| Task description |
Provide an exact transcription of all the records.

| Record extracts |
________________
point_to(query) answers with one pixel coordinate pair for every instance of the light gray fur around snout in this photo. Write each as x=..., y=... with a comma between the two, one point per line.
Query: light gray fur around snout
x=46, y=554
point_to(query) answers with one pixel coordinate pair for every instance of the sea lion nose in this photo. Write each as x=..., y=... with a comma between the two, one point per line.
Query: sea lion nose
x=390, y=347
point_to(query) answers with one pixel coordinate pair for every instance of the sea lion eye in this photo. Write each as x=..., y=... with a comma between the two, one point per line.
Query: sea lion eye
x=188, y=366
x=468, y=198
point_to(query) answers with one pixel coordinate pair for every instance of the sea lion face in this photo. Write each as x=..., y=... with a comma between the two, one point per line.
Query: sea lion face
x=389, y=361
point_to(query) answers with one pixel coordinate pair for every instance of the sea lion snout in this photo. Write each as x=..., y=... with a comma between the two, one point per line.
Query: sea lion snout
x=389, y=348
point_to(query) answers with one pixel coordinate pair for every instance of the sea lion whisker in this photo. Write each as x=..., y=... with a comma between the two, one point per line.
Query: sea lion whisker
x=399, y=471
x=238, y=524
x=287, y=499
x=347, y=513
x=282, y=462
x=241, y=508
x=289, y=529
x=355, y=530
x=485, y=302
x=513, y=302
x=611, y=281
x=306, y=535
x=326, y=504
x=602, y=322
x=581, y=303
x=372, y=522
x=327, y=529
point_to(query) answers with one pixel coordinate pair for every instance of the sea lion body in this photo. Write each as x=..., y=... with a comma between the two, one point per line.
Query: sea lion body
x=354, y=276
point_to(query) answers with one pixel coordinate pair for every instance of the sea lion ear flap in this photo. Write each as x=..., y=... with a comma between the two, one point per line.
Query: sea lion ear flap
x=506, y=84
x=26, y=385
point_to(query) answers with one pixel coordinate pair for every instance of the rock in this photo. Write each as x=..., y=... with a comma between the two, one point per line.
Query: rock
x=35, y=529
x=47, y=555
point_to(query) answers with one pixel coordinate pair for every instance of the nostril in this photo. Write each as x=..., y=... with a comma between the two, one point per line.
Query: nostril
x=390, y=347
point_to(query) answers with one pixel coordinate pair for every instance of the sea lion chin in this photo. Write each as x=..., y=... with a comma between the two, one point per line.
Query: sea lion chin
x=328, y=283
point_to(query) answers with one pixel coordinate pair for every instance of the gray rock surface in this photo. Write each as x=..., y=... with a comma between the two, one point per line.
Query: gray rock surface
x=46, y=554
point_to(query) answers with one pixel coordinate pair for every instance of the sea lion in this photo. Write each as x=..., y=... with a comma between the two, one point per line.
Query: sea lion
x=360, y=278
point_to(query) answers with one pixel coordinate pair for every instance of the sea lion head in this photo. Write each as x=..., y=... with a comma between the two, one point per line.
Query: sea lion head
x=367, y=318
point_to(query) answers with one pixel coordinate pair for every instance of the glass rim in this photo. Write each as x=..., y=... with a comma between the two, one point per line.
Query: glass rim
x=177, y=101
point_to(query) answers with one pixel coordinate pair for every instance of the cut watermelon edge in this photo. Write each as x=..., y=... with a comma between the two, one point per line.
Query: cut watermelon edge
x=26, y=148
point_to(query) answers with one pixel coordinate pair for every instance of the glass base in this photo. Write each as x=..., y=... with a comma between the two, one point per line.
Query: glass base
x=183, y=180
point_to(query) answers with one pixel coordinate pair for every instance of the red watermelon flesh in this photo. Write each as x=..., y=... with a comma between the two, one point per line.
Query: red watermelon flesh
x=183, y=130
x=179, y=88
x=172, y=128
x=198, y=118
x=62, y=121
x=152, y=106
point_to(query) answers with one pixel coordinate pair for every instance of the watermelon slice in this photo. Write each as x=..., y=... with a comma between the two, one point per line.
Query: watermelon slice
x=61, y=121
________________
| Result |
point_to(query) answers with one pixel coordinate pair for every instance of the light gray fur around snout in this photo. Write each as x=..., y=... with a comma between the two, one point per line.
Query: light gray fur around snout
x=46, y=554
point_to(query) answers with one pixel coordinate pair for every instance of the sea lion nose in this photo. Write each as x=..., y=... with a comma between the two, one point per line.
Query: sea lion nose
x=390, y=347
point_to(query) answers with one pixel coordinate pair for every instance of the sea lion eye in this photo. Write each as x=..., y=... with a comma between the two, one point per line.
Query: sea lion eye
x=188, y=366
x=468, y=198
point_to(query) answers with one pixel coordinate pair for every instance of the sea lion face in this photo. Write each as x=..., y=... with a comma between the two, one point per line.
Query: sea lion face
x=389, y=361
point_to(query) answers with one pixel coordinate pair for every instance of the sea lion snout in this photo. Write each as x=..., y=... with a comma between the two, one point per line.
Query: sea lion snout
x=389, y=348
point_to(query) answers with one pixel coordinate pair for every instance of the sea lion whisker in this photo. Write each as x=..., y=... with a comma between the two, one point per line.
Query: sea lion whisker
x=399, y=471
x=238, y=524
x=287, y=499
x=347, y=513
x=282, y=462
x=241, y=508
x=289, y=529
x=355, y=530
x=485, y=302
x=513, y=302
x=611, y=281
x=306, y=535
x=326, y=504
x=602, y=322
x=581, y=303
x=372, y=522
x=327, y=529
point_to(query) answers with one pixel coordinate pair for every instance of the sea lion body in this photo. Write each as x=..., y=... with a comma between the two, one point per line.
Query: sea lion body
x=354, y=276
point_to(query) answers with one pixel coordinate pair for every instance of the sea lion ear flap in this photo. Write each as x=..., y=... with a comma between the two, one point per line.
Query: sea lion ear flap
x=506, y=84
x=26, y=385
point_to(query) answers with one pixel coordinate pair for every instance of the rock in this photo. Write each as x=..., y=... with a comma between the two, one point per line.
Query: rock
x=35, y=529
x=47, y=555
point_to(query) answers with one pixel coordinate pair for every instance of the nostril in this photo. Write each as x=..., y=... with a comma between the two, one point per line.
Query: nostril
x=390, y=347
point_to(query) answers with one pixel coordinate pair for every instance of the sea lion chin in this photo. Write each as x=..., y=... with a comma between the two, one point per line.
Query: sea lion chin
x=328, y=283
point_to(query) answers with one pixel coordinate pair for every instance of the gray rock surface in this photo. Write each as x=..., y=... with a comma between the two, one point per line.
Query: gray rock surface
x=46, y=554
point_to(query) answers with one pixel coordinate pair for every instance of the sea lion in this photo. Write each as x=..., y=... with a comma between the two, one point per line.
Query: sea lion
x=360, y=278
point_to(query) answers with one pixel coordinate pair for every instance of the sea lion head in this photo. Write each as x=..., y=... with a comma between the two, one point per line.
Query: sea lion head
x=367, y=318
point_to(query) answers with one pixel coordinate pair for every instance of the glass rim in this photo. Write each as x=..., y=... with a comma between the two, one point per line.
Query: glass rim
x=177, y=101
point_to(query) answers with one pixel coordinate pair for every instance of the cut watermelon edge in this photo. Write each as x=..., y=... with a comma between the two, one point per line.
Query: cut watermelon edge
x=26, y=148
point_to(query) answers with one pixel coordinate pair for every instance of the glass base in this photo. Write each as x=..., y=... with a comma between the two, one point per line.
Query: glass base
x=183, y=180
point_to(query) answers with one pixel coordinate pair for every instance of the red watermelon flesh in this photo. Write each as x=..., y=... with a comma between the two, one point per line.
Query: red watermelon flesh
x=183, y=130
x=179, y=88
x=172, y=128
x=198, y=118
x=62, y=121
x=152, y=106
point_to(query) answers with one pixel coordinate pair for every instance of the watermelon slice in this photo. Write each as x=..., y=... with a comma between the two, one point per line.
Query: watermelon slice
x=61, y=121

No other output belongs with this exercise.